------ Given entries ------

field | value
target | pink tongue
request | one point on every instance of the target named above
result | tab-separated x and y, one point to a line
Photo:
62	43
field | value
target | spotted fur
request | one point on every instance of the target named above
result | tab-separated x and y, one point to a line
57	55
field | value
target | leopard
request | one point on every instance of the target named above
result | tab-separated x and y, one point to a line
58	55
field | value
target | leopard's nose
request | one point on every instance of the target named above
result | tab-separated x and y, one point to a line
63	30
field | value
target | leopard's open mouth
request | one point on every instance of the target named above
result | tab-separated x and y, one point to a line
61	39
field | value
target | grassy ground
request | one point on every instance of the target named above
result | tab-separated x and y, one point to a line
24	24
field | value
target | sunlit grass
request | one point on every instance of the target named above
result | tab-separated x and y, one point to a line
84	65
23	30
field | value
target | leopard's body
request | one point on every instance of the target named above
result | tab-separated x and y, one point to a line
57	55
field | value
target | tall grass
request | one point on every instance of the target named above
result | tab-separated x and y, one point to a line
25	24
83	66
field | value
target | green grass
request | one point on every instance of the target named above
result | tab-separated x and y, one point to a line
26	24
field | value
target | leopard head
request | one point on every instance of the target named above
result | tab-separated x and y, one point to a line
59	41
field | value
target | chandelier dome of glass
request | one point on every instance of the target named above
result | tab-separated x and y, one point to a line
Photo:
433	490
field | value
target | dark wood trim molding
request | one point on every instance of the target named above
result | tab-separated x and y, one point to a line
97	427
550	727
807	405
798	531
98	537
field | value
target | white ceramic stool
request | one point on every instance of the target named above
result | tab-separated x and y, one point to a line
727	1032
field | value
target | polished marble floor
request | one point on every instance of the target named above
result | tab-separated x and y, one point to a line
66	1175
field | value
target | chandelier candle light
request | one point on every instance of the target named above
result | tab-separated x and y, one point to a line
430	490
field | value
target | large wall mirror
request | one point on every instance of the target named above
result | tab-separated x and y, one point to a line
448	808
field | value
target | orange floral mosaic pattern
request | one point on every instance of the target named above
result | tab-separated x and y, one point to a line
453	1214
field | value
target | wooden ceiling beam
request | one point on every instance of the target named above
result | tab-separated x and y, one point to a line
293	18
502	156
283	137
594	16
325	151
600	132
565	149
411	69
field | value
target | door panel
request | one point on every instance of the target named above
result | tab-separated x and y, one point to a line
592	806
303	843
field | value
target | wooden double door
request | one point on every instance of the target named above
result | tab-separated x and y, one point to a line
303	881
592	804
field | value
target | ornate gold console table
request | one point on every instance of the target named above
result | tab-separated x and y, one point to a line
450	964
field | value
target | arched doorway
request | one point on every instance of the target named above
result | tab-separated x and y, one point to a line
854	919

------

● Problem details: Restate all of the entries above precisely.

● Solved problem:
field | value
target | pink tongue
request | one point on every instance of the target named above
result | tab-separated x and y, one point to a line
Photo:
62	43
field | value
target | spotted fur
request | one point on every instance of the target named above
result | tab-separated x and y, one point to a line
57	55
field | value
target | leopard
request | one point on every instance of the target named above
result | tab-separated x and y, one point to a line
58	55
field | value
target | leopard's nose
request | one point on every instance of the target named above
result | tab-separated x and y, one point to a line
63	30
field | value
target | leopard's open mouth
request | one point on every instance of the target named above
result | tab-separated x and y, one point to a line
61	39
field | value
target | grassy ground
request | one point on every instance of the target named above
result | tab-separated x and y, one point to a line
24	24
field | value
target | sunlit grass
request | one point on every instance of the target named above
result | tab-separated x and y, one point to a line
84	65
23	30
field | value
target | leopard's body
request | one point on every instance of the target named above
result | tab-separated x and y, one point to a line
57	55
field | value
target | tall grass
request | one point on every instance of the target named above
result | tab-separated x and y, one point to a line
25	24
83	66
field | value
target | green grass
request | one point on every instance of the target named above
result | tab-separated x and y, one point to a line
26	24
field | value
target | leopard head
request | one point on every instance of the target named above
result | tab-separated x and y, one point to a line
59	41
field | value
target | chandelier dome of glass
request | one point on every instance of the target named above
result | tab-separated x and y, one point to a line
Photo:
433	490
field | value
target | dark wood trim molding
request | one point on every instance of the target named above
result | tab-separated x and y, one point to a line
97	427
550	727
807	405
798	531
98	537
field | value
target | white ceramic stool
request | one point on every instance of the target named above
result | tab-separated x and y, one point to a line
727	1032
field | value
target | polished marble floor
request | one point on every instance of the target named above
result | tab-separated x and y, one point to a line
66	1175
field | value
target | chandelier candle light
request | one point on every instance of the target named above
result | tab-separated x and y, one point to a line
430	490
field | value
target | large wall mirror
request | one point on every instance of the target named above
result | tab-separated x and y, one point to a line
448	808
field | value
target | orange floral mosaic pattern
request | one point on every instance of the target named above
result | tab-separated x and y, one point to a line
453	1214
field | value
target | wooden ceiling beam
request | one point on every instance of the target named above
result | tab-separated x and y, one point to a line
293	18
502	156
283	137
594	16
325	151
600	132
565	149
411	69
field | value
target | door panel
request | one point on every instance of the target named above
result | tab-separated x and y, one point to a line
592	806
303	843
field | value
target | wooden double door
request | one point on every instance of the target named above
result | tab-separated x and y, one point to a line
303	881
592	804
field | value
target | ornate gold console table
request | one point on every instance of the target named above
result | tab-separated x and y, one point to a line
450	964
field | value
target | arched doorway
request | one point on every instance of the target named above
result | tab-separated x and y, one point to a line
854	919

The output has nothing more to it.